Reading passage ▸

My weekly musing, followed by an extra long list of links (blame alcohol induced insomnia!)
A cute post on The Motley Fool this week frames rip-roaring German second quarter GDP growth in the context of The Matrix:
The two sequels to The Matrix were disappointing; the directors couldn’t pull the wool from our eyes twice. But if the Wachowski brothers fancy returning to the theme of parallel realities, they could do worse then cover investing in Europe in 2010.
It seems investors have been living two lives. In one life, they panic about a double dip recession. They worry about European sovereign debt and austerity measures choking off growth, and they park their money in low-yielding government bonds.
The other life is the real world, where the major economies have returned to growth and companies are reporting booming profits.
It’s true that Germany posting GDP of 2.2% has surprised almost everyone, including all 34 economists that Reuters polled ahead of the news.
It didn’t particularly surprise me to see solid growth, though I was taken aback by the extent to which Germany shrugged off the bad news agenda on Europe. I’ve noted before on Stock Tickle that the so-called sovereign debt crisis bothers pundits much more than the markets. I even looked into buying German manufacturers a couple of months ago, but was scared off by the £/ € exchange rate.
So far, so normal – as usual I’m out of kilter with the punditerati. While I’ve been trying to shuffle a bit of money into safer (yet still equity-like) securities such as preference shares, I’m still overwhelmingly positioned for growth and inflation.
From a long-term perspective, I am very comfortable with this; shares have underperformed for decades, and are due a bounce back against government bonds.
I also see little mileage in all the long complicated stories about the end of the Western World that have been gripping investors for years now.
Firstly, I don’t believe they’re accurate predictions. Secondly, if I did it’s not obvious how to prepare for it.
Even my brother was in touch this week, forwarding some rant he’d copy-and-pasted about the US being about to go bust and asking whether he should put his money into a silver ETF.
My brother! He has a lot of fine qualities, but the closest he’s ever come to a contrarian view on investing is overturning the board in a game of Monopoly. I can’t help thinking an email from him is the bearish equivalent of Joseph P. Kennedy’s stock tipping shoeshine boy in the roaring ’20s.
I told him as much, and also pointed out in the world he was preparing for – society breaks down in the US and all that – he shouldn’t count on being able to log into his online broking account to sell a few silver ETF shares to pay for the baked beans and shotgun cartridges.
I agree if you want to be scared, there’s plenty to be scared about; this Bloomberg interview with Boston University professor Laurence Kotlikoff is the latest dire warning to give everyone the willies.
But I’ve got doom and gloom fatigue.
I seem to have spent half the week explaining free trade and the concept of comparative advantage to people who are fearful of the rise of China and India.
When you see a country doing far better than it was two decades ago in industries your own country once dominated, it’s easy to be spooked.
Yet the lesson of the past couple of hundred years is that those who have traded have prospered, while those with closed borders have languished. (Free free to send me a postcard from North Korea with evidence to the contrary).

Stored items ▸
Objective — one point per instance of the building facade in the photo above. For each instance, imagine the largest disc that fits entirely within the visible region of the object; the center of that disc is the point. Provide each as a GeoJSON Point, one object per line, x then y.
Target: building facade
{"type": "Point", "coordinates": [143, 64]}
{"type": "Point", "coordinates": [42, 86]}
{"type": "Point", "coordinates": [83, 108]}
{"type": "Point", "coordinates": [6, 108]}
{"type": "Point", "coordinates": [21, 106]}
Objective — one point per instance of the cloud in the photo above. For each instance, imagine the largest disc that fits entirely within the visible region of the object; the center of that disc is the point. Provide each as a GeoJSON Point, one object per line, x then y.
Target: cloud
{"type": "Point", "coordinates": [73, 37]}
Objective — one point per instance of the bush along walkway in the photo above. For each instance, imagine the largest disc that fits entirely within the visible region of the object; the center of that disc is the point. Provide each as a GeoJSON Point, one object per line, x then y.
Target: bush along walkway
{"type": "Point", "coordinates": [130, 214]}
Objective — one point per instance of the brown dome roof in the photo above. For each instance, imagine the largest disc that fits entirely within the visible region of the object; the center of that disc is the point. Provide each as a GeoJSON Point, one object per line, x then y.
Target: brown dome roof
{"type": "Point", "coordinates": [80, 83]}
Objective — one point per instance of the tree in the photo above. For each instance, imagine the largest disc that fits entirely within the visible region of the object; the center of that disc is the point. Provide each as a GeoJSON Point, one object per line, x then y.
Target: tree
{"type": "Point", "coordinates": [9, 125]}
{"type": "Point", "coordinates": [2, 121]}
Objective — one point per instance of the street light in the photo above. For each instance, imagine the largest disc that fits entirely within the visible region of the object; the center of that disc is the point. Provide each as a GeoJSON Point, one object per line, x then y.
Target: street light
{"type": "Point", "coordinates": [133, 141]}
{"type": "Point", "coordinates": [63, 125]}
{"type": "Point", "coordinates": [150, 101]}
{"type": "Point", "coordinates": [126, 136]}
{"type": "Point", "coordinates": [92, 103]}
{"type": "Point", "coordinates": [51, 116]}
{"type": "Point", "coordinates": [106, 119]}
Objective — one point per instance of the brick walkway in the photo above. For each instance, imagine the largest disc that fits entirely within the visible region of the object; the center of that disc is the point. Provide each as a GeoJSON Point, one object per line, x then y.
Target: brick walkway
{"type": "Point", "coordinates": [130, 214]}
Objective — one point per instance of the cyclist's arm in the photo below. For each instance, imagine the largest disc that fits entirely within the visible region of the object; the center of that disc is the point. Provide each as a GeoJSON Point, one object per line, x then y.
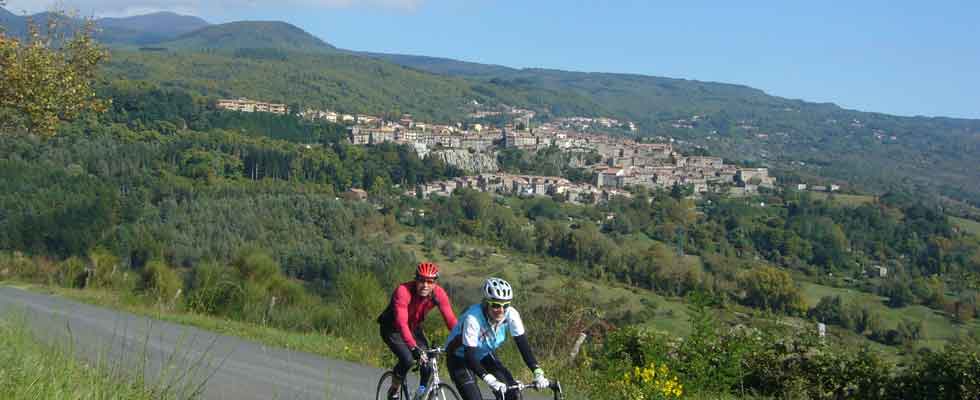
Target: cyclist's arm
{"type": "Point", "coordinates": [520, 337]}
{"type": "Point", "coordinates": [470, 331]}
{"type": "Point", "coordinates": [445, 307]}
{"type": "Point", "coordinates": [400, 299]}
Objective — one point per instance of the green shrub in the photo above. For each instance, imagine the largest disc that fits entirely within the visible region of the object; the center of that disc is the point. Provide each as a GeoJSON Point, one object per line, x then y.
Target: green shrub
{"type": "Point", "coordinates": [951, 374]}
{"type": "Point", "coordinates": [215, 289]}
{"type": "Point", "coordinates": [160, 282]}
{"type": "Point", "coordinates": [71, 273]}
{"type": "Point", "coordinates": [359, 294]}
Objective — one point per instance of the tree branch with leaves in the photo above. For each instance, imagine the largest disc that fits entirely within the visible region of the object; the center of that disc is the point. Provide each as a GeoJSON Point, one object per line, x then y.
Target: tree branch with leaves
{"type": "Point", "coordinates": [47, 77]}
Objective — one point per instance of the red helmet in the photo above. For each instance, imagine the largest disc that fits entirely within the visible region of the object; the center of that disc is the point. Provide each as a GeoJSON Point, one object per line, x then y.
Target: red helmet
{"type": "Point", "coordinates": [427, 270]}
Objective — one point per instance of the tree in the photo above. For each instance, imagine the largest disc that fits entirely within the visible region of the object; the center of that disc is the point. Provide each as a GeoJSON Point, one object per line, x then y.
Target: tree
{"type": "Point", "coordinates": [769, 288]}
{"type": "Point", "coordinates": [47, 77]}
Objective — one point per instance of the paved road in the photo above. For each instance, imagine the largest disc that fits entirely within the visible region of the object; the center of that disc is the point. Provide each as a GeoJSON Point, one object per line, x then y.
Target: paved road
{"type": "Point", "coordinates": [223, 367]}
{"type": "Point", "coordinates": [233, 368]}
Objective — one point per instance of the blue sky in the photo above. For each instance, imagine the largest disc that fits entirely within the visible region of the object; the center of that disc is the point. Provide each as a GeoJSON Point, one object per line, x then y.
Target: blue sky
{"type": "Point", "coordinates": [896, 57]}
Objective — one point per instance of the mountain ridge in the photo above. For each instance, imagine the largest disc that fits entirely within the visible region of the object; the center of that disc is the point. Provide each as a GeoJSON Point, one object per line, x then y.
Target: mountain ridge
{"type": "Point", "coordinates": [738, 122]}
{"type": "Point", "coordinates": [250, 35]}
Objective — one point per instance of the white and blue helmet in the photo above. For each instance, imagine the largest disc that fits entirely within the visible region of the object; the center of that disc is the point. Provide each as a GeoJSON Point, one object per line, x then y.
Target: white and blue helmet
{"type": "Point", "coordinates": [497, 289]}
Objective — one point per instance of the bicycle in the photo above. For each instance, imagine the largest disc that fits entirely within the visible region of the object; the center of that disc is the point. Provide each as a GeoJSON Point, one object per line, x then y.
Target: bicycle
{"type": "Point", "coordinates": [435, 389]}
{"type": "Point", "coordinates": [555, 387]}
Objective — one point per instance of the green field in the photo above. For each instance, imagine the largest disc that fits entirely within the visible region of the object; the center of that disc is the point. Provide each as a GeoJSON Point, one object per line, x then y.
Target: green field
{"type": "Point", "coordinates": [968, 225]}
{"type": "Point", "coordinates": [535, 280]}
{"type": "Point", "coordinates": [852, 200]}
{"type": "Point", "coordinates": [939, 329]}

Written task 1 ▸
According to the weekly musing, how many economists did Reuters poll ahead of the German GDP news?
Written task 2 ▸
Repeat the part of the weekly musing that opens with the words containing "The other life" and closes with "the £/ € exchange rate.".
Nothing in the rows is needed here.

Written reply 1 ▸
34

Written reply 2 ▸
The other life is the real world, where the major economies have returned to growth and companies are reporting booming profits.
It’s true that Germany posting GDP of 2.2% has surprised almost everyone, including all 34 economists that Reuters polled ahead of the news.
It didn’t particularly surprise me to see solid growth, though I was taken aback by the extent to which Germany shrugged off the bad news agenda on Europe. I’ve noted before on Stock Tickle that the so-called sovereign debt crisis bothers pundits much more than the markets. I even looked into buying German manufacturers a couple of months ago, but was scared off by the £/ € exchange rate.